**Brief:**
Rewrite the data below, replacing "top-left corner" with "upper-left corner" wherever it occurs and leaving everything else unchanged. Omit the pictures from your answer.

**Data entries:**
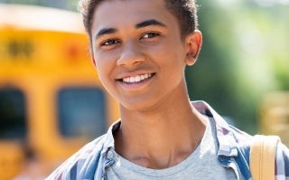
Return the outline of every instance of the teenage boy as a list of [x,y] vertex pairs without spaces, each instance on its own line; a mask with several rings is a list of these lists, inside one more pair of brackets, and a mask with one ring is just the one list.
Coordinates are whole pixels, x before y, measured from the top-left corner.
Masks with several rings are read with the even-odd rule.
[[[201,33],[194,0],[80,0],[92,60],[121,118],[47,179],[251,179],[251,137],[190,102]],[[276,150],[275,178],[289,178]]]

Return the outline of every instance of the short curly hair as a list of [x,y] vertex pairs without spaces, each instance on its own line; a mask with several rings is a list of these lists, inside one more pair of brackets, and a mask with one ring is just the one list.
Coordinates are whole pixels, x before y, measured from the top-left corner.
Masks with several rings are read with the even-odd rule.
[[[99,3],[105,0],[79,0],[79,10],[83,24],[91,40],[91,25],[94,11]],[[181,38],[198,29],[197,5],[195,0],[164,0],[168,10],[177,18],[181,30]]]

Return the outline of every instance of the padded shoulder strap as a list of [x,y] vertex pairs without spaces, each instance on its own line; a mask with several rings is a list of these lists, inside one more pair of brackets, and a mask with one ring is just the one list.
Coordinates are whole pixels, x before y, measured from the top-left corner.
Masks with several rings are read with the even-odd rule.
[[250,149],[250,170],[253,180],[275,180],[275,156],[277,136],[256,135]]

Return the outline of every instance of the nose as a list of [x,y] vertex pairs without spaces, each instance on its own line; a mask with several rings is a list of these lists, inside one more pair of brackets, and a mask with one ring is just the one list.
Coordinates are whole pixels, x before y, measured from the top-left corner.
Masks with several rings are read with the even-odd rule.
[[142,48],[133,42],[123,45],[121,55],[117,60],[117,65],[133,67],[142,63],[145,60],[145,54]]

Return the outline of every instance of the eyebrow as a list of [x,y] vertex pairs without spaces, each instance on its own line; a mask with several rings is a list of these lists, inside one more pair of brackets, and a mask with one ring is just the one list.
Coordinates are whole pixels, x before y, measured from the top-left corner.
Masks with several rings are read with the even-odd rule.
[[150,19],[150,20],[137,24],[135,25],[135,29],[140,29],[143,27],[150,26],[150,25],[166,27],[166,25],[164,24],[163,24],[155,19]]
[[105,28],[101,29],[96,35],[95,39],[98,39],[100,36],[116,33],[118,30],[116,28]]
[[[166,25],[164,24],[163,24],[155,19],[150,19],[150,20],[136,24],[135,27],[135,29],[140,29],[140,28],[144,28],[144,27],[151,26],[151,25],[166,27]],[[98,39],[99,37],[101,37],[103,35],[116,33],[117,32],[118,32],[118,30],[116,28],[104,28],[104,29],[99,30],[99,32],[96,34],[95,39]]]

**Solution to the problem:**
Return the outline of every instance of the teenage boy as a list of [x,y] vertex pairs without spaces, each instance on its own line; a mask with several rings is a list of these lists, inside one more pair of brackets, and a mask with one ring is just the one list.
Coordinates are whole pixels, x before y, measured from the upper-left corner.
Masks with several rings are read with the even-odd rule.
[[[201,33],[194,0],[80,0],[92,60],[121,118],[47,179],[251,179],[251,137],[190,102]],[[276,150],[275,178],[289,178]]]

Return the outline of every instance of the short curly hair as a list of [x,y] vertex pairs without spaces, each instance on its own line; a mask with several rings is a list of these lists, inside one more pair of brackets, and a mask with one ring is just the one list.
Coordinates are whole pixels, x before y, measured from the upper-left corner.
Masks with several rings are read with the even-odd rule.
[[[99,3],[105,0],[79,0],[79,10],[83,24],[91,40],[91,25],[94,11]],[[181,38],[198,29],[197,5],[195,0],[164,0],[168,10],[177,18],[181,30]]]

Return the outline of every instance of the padded shoulder strap as a list of [x,y] vertex pairs without spaces, each instance on its own line; a mask with several rings is a list of these lists, inside one more pair of brackets, and a mask with one ring is just the one list.
Coordinates are whole pixels, x before y, measured from the upper-left corner.
Masks with several rings are read with the even-odd rule.
[[250,149],[250,170],[253,180],[275,180],[275,156],[277,136],[256,135]]

Return the outline of every instance of the nose as a list of [x,y] vertex pairs without spaces, each instance on its own line; a mask with several rings is a list of these lists, inside one more pair of brackets, and a mask with one ring is just the one list.
Coordinates are whole pixels, x before y, measured from the upper-left corner.
Masks with several rings are read with the even-odd rule.
[[142,48],[133,42],[123,45],[121,55],[117,60],[117,65],[133,67],[142,63],[145,60],[145,54]]

Return the outline of every instance of the eyebrow as a list of [x,y] vertex pairs without spaces, each instance on its own line; a mask with several rings is a list of these lists, inside one more pair of brackets, and a mask with one ring is just the one list.
Coordinates are whole pixels, x before y, measured from the upper-left corner.
Masks with several rings are read with the even-odd rule.
[[150,19],[150,20],[137,24],[135,25],[135,29],[140,29],[143,27],[150,26],[150,25],[166,27],[166,25],[164,24],[163,24],[155,19]]
[[105,28],[101,29],[96,35],[95,39],[98,39],[100,36],[116,33],[118,30],[116,28]]
[[[166,25],[164,24],[163,24],[155,19],[150,19],[150,20],[136,24],[135,27],[135,29],[140,29],[140,28],[144,28],[144,27],[151,26],[151,25],[166,27]],[[98,39],[99,37],[101,37],[103,35],[116,33],[117,32],[118,32],[118,30],[116,28],[104,28],[104,29],[99,30],[99,32],[96,34],[95,39]]]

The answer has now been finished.